_Exercise requirements_: Reproduce every line of the records below verbatim, omitting the pictures.

## Begin

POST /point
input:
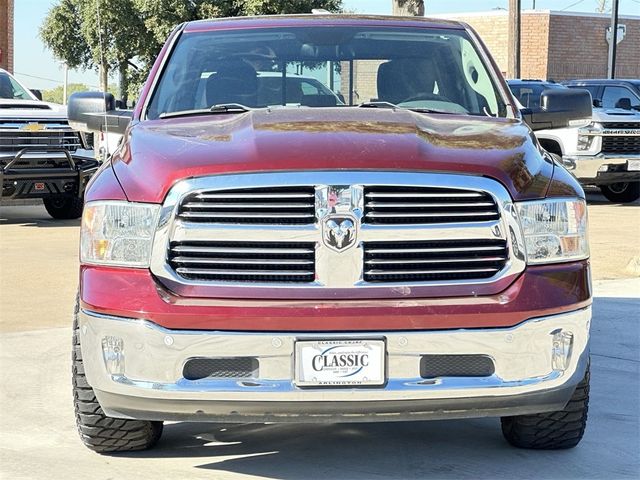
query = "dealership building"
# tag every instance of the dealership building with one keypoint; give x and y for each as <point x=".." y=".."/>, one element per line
<point x="560" y="45"/>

## End

_Expected output_:
POST /point
input:
query = "dealership building"
# tag every instance of the dealership building with one keypoint; give x and y for each as <point x=".." y=".."/>, one element per line
<point x="560" y="45"/>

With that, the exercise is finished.